以下のコンテストに関する本文のうち、「栄えある第1回目の受賞者が決定」から「献につながるものと考えます。」まで(両端を含む)を、「データサイエンティスト」を「データ分析人材」に改めて書き直しなさい。

### 本文抜粋
--------------------------------------------------

栄えある第1回目の受賞者が決定
SAS Institute Japan株式会社(本社:東京都港区、代表取締役社長:吉田 仁志、以下 SAS)と、独立行政法人科学技術振興機構(本部:埼玉県川口市、理事長:中村 道治、以下 JST)は、ビッグデータ、オープンデータおよびそれらを分析・活用するアナリティクスのさらなる普及に向けてデータサイエンティストを育成する機会を提供するため、分析アイデアや分析スキルを競い合うコンテスト「データサイエンス・アドベンチャー杯」を開催しました。
本コンテストでは、JSTがもつ複雑・多様な科学技術分野のデータをどのように扱うかをテーマに、全国の民間企業、大学、高等学校等に所属する方々が柔軟かつ斬新な発想による分析アイデアや分析スキルを競いました。今後もこのような機会を継続して提供することは、科学技術分野のデータからの新たな価値の創造とともに高度ICT利活用人材の育成を通じた日本のイノベーション促進への貢献につながるものと考えます。

--------------------------------------------------

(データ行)
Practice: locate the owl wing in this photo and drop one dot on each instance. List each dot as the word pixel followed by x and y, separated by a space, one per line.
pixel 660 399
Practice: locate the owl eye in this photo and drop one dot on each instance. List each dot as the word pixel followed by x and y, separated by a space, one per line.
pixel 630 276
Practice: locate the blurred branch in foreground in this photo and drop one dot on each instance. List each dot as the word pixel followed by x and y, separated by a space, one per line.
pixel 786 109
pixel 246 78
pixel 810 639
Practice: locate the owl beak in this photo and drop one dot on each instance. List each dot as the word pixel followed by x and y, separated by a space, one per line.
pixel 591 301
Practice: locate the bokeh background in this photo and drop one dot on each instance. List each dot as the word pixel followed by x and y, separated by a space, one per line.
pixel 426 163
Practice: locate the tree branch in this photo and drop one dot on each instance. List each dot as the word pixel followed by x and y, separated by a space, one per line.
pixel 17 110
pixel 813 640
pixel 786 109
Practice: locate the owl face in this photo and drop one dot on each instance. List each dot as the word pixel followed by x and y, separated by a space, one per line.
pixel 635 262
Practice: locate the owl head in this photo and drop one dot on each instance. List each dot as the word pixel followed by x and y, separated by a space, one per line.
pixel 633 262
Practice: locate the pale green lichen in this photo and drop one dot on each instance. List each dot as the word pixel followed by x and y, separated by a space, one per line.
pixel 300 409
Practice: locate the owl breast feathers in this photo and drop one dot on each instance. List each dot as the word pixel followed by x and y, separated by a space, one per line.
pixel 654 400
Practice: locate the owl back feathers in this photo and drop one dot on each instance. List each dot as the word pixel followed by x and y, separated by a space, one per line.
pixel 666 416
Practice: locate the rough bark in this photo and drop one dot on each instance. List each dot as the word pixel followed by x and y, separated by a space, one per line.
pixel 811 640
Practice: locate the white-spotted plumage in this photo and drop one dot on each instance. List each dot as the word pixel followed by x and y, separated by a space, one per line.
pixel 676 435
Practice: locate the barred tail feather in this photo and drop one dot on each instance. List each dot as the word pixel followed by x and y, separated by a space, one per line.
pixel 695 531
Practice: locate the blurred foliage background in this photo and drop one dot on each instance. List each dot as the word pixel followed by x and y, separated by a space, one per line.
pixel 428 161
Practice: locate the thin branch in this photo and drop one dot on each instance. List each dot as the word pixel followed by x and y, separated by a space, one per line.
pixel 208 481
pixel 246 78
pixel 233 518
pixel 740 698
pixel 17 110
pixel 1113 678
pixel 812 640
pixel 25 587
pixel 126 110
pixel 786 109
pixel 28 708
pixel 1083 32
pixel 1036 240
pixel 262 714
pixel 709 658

--------------------------------------------------

### 解答例
栄えある第1回目の受賞者が決定
SAS Institute Japan株式会社(本社:東京都港区、代表取締役社長:吉田 仁志、以下 SAS)と、独立行政法人科学技術振興機構(本部:埼玉県川口市、理事長:中村 道治、以下 JST)は、ビッグデータ、オープンデータおよびそれらを分析・活用するアナリティクスのさらなる普及に向けてデータ分析人材を育成する機会を提供するため、分析アイデアや分析スキルを競い合うコンテスト「データサイエンス・アドベンチャー杯」を開催しました。
本コンテストでは、JSTがもつ複雑・多様な科学技術分野のデータをどのように扱うかをテーマに、全国の民間企業、大学、高等学校等に所属する方々が柔軟かつ斬新な発想による分析アイデアや分析スキルを競いました。今後もこのような機会を継続して提供することは、科学技術分野のデータからの新たな価値の創造とともに高度ICT利活用人材の育成を通じた日本のイノベーション促進への貢献につながるものと考えます。